Dataset entries -

Start of Block

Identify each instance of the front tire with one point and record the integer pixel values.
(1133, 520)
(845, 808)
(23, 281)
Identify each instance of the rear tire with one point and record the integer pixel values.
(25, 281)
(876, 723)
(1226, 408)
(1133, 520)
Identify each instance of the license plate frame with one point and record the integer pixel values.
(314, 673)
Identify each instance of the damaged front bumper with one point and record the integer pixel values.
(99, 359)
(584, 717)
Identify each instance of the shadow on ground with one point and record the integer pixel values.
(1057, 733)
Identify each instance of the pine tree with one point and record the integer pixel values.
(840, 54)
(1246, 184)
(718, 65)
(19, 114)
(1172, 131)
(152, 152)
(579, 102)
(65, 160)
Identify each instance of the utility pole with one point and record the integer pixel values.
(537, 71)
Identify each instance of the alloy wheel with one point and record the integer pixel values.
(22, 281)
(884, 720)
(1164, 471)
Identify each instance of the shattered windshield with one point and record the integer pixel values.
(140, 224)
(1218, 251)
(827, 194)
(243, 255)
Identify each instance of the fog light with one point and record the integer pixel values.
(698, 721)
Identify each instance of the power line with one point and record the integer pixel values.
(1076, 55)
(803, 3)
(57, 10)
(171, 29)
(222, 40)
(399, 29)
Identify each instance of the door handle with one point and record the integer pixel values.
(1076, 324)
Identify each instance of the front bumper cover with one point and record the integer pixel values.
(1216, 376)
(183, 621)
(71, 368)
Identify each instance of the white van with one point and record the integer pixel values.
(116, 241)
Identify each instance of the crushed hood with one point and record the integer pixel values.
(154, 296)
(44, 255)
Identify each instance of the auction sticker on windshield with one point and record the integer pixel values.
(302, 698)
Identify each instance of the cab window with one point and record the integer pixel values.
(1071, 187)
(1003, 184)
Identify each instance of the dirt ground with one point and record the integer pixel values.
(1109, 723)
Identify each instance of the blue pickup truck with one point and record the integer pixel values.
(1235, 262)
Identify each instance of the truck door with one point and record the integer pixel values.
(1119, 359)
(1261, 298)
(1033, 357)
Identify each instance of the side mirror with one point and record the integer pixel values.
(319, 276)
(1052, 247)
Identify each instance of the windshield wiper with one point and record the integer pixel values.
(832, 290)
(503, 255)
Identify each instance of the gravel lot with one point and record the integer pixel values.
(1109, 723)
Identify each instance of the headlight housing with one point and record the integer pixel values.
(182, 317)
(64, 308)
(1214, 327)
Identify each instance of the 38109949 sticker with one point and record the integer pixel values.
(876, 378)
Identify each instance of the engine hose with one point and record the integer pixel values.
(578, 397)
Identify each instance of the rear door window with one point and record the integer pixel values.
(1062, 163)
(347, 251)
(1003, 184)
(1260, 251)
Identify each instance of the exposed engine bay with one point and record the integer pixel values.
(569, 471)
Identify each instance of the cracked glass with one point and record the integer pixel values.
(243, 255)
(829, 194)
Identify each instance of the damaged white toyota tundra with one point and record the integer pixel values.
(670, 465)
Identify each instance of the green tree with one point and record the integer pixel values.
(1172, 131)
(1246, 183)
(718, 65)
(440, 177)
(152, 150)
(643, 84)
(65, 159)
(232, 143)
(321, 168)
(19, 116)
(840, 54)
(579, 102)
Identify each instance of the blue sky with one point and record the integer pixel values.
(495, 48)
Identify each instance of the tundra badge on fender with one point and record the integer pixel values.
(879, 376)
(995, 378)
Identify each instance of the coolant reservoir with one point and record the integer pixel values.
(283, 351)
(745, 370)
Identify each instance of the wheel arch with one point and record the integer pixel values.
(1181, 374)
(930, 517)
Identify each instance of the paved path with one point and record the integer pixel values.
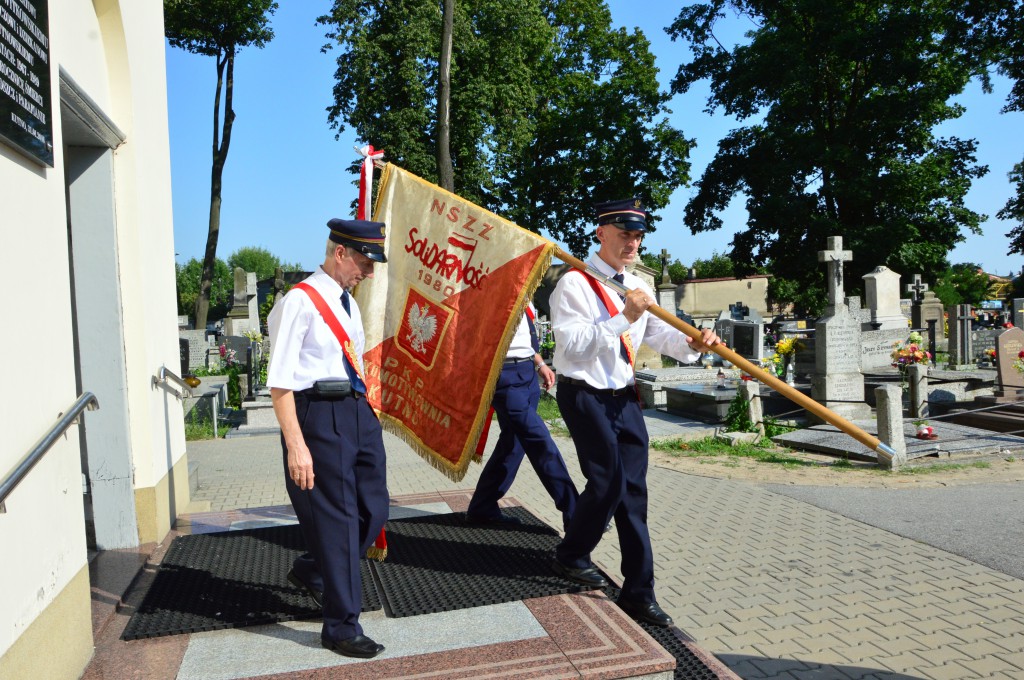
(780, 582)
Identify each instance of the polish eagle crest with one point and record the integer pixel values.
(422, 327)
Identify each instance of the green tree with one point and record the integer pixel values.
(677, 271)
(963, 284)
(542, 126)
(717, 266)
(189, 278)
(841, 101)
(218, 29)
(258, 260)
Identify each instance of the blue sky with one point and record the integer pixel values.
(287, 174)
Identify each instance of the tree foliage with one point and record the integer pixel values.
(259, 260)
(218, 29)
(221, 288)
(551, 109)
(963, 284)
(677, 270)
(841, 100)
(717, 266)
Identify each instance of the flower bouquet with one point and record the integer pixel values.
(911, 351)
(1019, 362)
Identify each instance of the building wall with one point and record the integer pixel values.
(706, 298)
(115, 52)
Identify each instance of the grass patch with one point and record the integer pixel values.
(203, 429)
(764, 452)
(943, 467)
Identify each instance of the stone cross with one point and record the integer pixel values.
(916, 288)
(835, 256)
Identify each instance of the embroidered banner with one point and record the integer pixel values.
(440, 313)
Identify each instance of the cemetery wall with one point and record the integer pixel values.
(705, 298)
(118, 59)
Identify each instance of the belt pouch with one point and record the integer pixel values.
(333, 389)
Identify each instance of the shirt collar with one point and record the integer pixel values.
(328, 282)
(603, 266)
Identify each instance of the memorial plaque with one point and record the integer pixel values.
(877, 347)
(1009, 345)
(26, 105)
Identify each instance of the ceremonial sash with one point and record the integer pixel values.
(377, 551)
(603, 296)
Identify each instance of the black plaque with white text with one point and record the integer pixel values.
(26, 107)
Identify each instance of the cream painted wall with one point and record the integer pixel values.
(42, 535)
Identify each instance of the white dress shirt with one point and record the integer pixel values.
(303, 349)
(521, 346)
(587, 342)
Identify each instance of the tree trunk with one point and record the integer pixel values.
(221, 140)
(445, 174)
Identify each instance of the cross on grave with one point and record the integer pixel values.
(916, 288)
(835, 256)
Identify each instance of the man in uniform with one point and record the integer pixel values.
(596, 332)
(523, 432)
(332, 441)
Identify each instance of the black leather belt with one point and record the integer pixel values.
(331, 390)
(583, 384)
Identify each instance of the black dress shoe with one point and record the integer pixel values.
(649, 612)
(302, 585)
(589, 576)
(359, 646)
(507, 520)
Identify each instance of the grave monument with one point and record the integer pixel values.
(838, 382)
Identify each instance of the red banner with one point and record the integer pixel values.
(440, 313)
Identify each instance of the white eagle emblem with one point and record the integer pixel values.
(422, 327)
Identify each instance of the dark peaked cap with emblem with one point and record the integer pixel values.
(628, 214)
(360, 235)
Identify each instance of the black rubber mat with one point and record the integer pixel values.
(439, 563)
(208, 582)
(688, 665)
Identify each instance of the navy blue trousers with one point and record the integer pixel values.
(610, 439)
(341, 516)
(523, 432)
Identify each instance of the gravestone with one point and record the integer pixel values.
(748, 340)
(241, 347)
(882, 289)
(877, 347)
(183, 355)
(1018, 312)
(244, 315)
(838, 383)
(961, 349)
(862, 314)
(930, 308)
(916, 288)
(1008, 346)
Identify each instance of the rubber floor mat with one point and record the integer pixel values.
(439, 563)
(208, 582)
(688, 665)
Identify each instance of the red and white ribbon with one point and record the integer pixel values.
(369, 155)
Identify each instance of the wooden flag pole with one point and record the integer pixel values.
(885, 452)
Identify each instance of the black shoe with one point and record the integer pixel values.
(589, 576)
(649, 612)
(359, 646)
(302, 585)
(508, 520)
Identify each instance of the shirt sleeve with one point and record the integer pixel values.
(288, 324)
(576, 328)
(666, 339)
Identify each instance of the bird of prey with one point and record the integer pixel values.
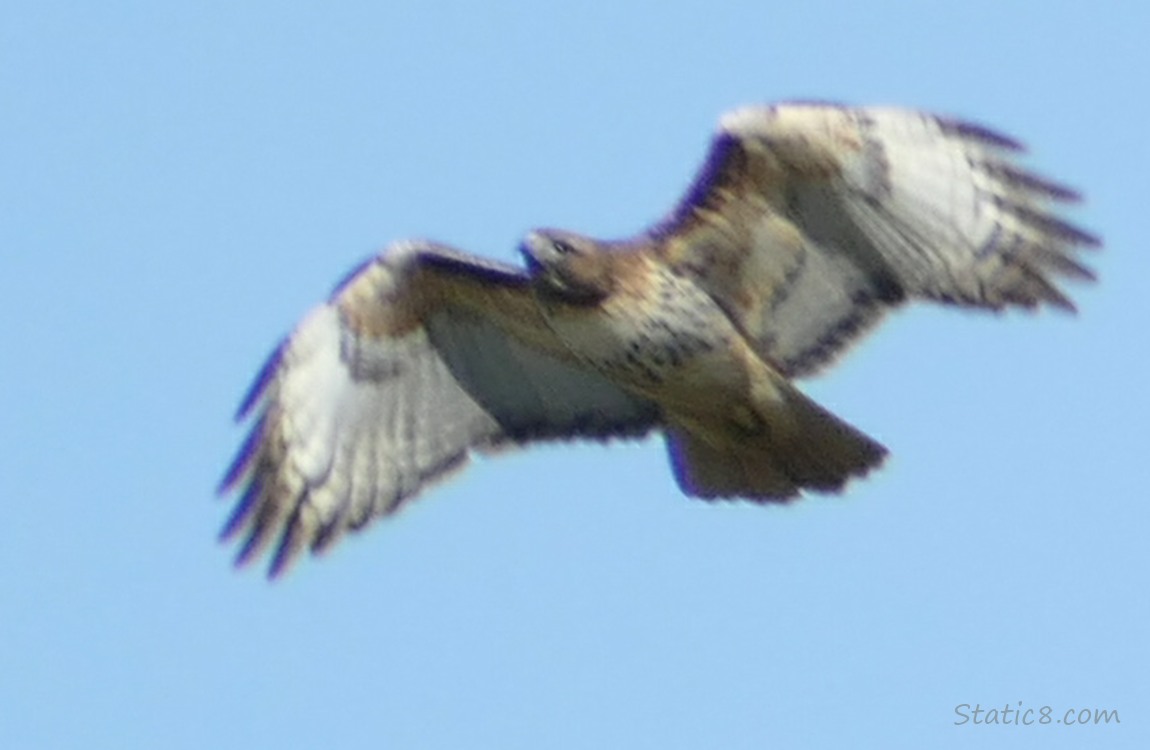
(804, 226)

End of Block

Could you write out every line above exactly as it stands, with no images?

Identify each instance of the front tire with one point and record the integer pixel values.
(1133, 520)
(845, 808)
(23, 281)
Identify each instance of the rear tire with one point and record the integer pixel values.
(25, 281)
(876, 723)
(1226, 408)
(1133, 520)
Identify each instance of the license plate frame with one point and record the integer pixel values.
(314, 673)
Identify each instance of the damaged front bumper with one point and record the integer pixel values.
(99, 359)
(584, 717)
Identify each instance of the shadow on ground with one point and record the integer pixel values.
(1057, 733)
Identify each instance of the pine tree with one point and record the integer pixel values.
(840, 54)
(1246, 184)
(718, 65)
(19, 114)
(1172, 131)
(152, 152)
(579, 102)
(65, 160)
Identify each instance of the utility pole with one point and record the integer pixel values.
(537, 71)
Identify each instance of the alloy wheel with one point and record the integer pixel values.
(22, 281)
(884, 720)
(1164, 471)
Identify each instance of the shattered windshield with one point and record the integer pixel values.
(140, 224)
(1218, 251)
(827, 194)
(243, 255)
Identify each instance of the fog light with one point and record the integer pixel values.
(698, 721)
Identify each instance of the power line with one point and record the integer pixel values.
(1076, 55)
(803, 3)
(57, 10)
(171, 29)
(222, 40)
(399, 29)
Identify each instance of the door handle with one point and record the integer pixel values.
(1076, 324)
Identify each instance of the front bumper cover with one point and record the integer pixel values.
(1216, 376)
(183, 621)
(71, 368)
Identify each instance of the white van with one point and record the integer pixel values.
(116, 241)
Identify each instance of the crushed hood with one point and record the integer pixel values.
(154, 296)
(44, 255)
Identify each instance of the auction sticker on windshield with one point and record the integer pixel values.
(302, 698)
Identify each instance of the cab window with one point and record the integer pixel values.
(1071, 187)
(1003, 184)
Identify each instance of the dirt ground with one point and record the integer pixel values.
(1109, 723)
Identify each instance of the blue pickup truck with one point and record the integer pixel values.
(1235, 262)
Identify each instance of the truck door with one point and record the integer pixel values.
(1119, 359)
(1261, 298)
(1033, 357)
Identify each instance of the side mirror with one point and record the integer pixel values.
(319, 276)
(1052, 247)
Identify each instance of the windshield wiper with one point and record the integer pixel values.
(832, 290)
(503, 255)
Identify each instance of the gravel lot with one point and record the integer pixel values.
(1109, 723)
Identify each instance of the headlight housing with one point and record the integer pixel values.
(182, 317)
(64, 308)
(1214, 327)
Identify each instance of the 38109949 sticker with one point and record the integer pixel values.
(876, 378)
Identify each instance of the engine hose with one point and record the integer pixel values.
(578, 397)
Identify each instance of the rear door window with one point and record the integer pixel values.
(1062, 163)
(347, 251)
(1003, 184)
(1260, 251)
Identify each instance of the exposed engine bay with one point and record the integer pixel values.
(569, 471)
Identify each instance of the cracked glass with one point and record the integer pixel values.
(243, 255)
(829, 194)
Identify each instance of the damaged white toyota tundra with one point and record the integer pixel values.
(670, 465)
Identify each instance of the green tree with one point and record the integer pixel values.
(1172, 131)
(1246, 183)
(718, 65)
(440, 177)
(152, 150)
(643, 84)
(65, 159)
(232, 143)
(321, 168)
(19, 116)
(840, 54)
(579, 102)
Identify each instance of the blue sky with one point and record the integer pixel values.
(495, 48)
Identify each instance of the tundra badge on fender with one point and record the integer pixel values.
(879, 376)
(995, 378)
Identify each instance of the coolant reservoir with one point and record the integer pixel values.
(283, 351)
(745, 370)
Identify each instance of the wheel arch with one point and record the integer pixel values.
(1181, 374)
(930, 517)
Identify each instance of the paved path with one point and record the integer pixel values.
(780, 582)
Identify each instance of the polish eagle crest with one point and record the integer pixel values.
(422, 327)
Identify each instance of the green tree with one point and record the integer pixel values.
(677, 271)
(963, 284)
(542, 126)
(717, 266)
(189, 278)
(841, 101)
(218, 29)
(258, 260)
Identify each instance of the blue sky with one point and record the integer pixel values.
(287, 174)
Identify each instance of the tree foliage with one point and record the integer pixel values.
(259, 260)
(218, 29)
(221, 288)
(551, 109)
(963, 284)
(677, 270)
(841, 100)
(717, 266)
Identify each instance of the flower bouquet with one point and record the integer pixel values.
(911, 351)
(1019, 362)
Identify each instance of the building wall with one point and record the integer pixel values.
(706, 298)
(115, 52)
Identify each instance of the grass patch with one point and record the integer pixel values.
(203, 429)
(764, 452)
(943, 467)
Identify each instance of the stone cross with one point and record the integer pixel values.
(916, 288)
(835, 256)
Identify each instance of the embroidered banner with one point and record the integer pixel values.
(440, 313)
Identify each instance of the cemetery wall with one point and record the integer pixel values.
(705, 298)
(118, 59)
Identify each instance of the belt pouch with one point and record the integer pixel values.
(333, 389)
Identify each instance of the shirt collar with one point and record the integer pixel values.
(328, 282)
(603, 266)
Identify each instance of the memorial plaque with one point and record the integer pixel values.
(877, 347)
(1009, 345)
(26, 105)
Identify each instance of the ceremonial sash with one point and record the integer pixel values.
(377, 551)
(603, 296)
Identify each instance of the black plaque with white text with one point and record the integer pixel values.
(26, 107)
Identify each instance of the cream painted wall with one point and record the integer pixel values.
(42, 535)
Identify each instance of the white dress shirt with one point and record the integer pixel values.
(303, 349)
(521, 346)
(587, 342)
Identify each instance of the tree trunk with one point and record the integer pixel values.
(221, 140)
(445, 174)
Identify each instance of the cross on grave with one point and record the integer pixel values.
(916, 288)
(835, 256)
Identify each instance of the man in uniform with one point and record the integer pixel values.
(596, 332)
(523, 432)
(332, 441)
Identify each instance of the black leather belt with one point and record the integer pixel values.
(331, 390)
(583, 384)
Identify each instance of the black dress shoe with one point and record the integer pixel values.
(649, 612)
(302, 585)
(589, 576)
(359, 646)
(507, 520)
Identify each instance of the grave monument with one point and record the integer pixel values.
(838, 382)
Identify each instance of the red banner with one point and record the integer pixel values.
(440, 313)
Identify each instance of the white eagle emblem with one point and record the integer pixel values.
(422, 327)
Identify each instance of the dark peaked cap with emblem with one point and record the integer pixel values.
(628, 214)
(360, 235)
Identify each instance of the black rubber mat with one point and record the integer pixel values.
(439, 563)
(208, 582)
(688, 665)
Identify each instance of the navy blue trousers with one point and record the integer pixel values.
(610, 439)
(341, 516)
(523, 432)
Identify each instance of the gravestone with one point and record the integer pixel values.
(748, 340)
(241, 347)
(882, 289)
(877, 347)
(183, 355)
(1018, 312)
(244, 315)
(838, 383)
(961, 349)
(862, 314)
(930, 308)
(916, 288)
(1008, 346)
Identify each instance of the rubber floor mat with one point and record the integer pixel values.
(439, 563)
(208, 582)
(688, 665)
Identify each instance of the red and white ribbon with one point and record the integer pixel values.
(369, 155)
Identify each instance of the wooden flag pole with one point and record the integer pixel values.
(885, 452)
Identify each instance of the black shoe with one point and record the integer pixel values.
(589, 576)
(649, 612)
(359, 646)
(302, 585)
(508, 520)
Identify each instance of the shirt sleeve with one point and record the integer pixel values.
(288, 324)
(576, 328)
(666, 339)
Identify each instance of the bird of prey with one point and record the integer pixel values.
(804, 226)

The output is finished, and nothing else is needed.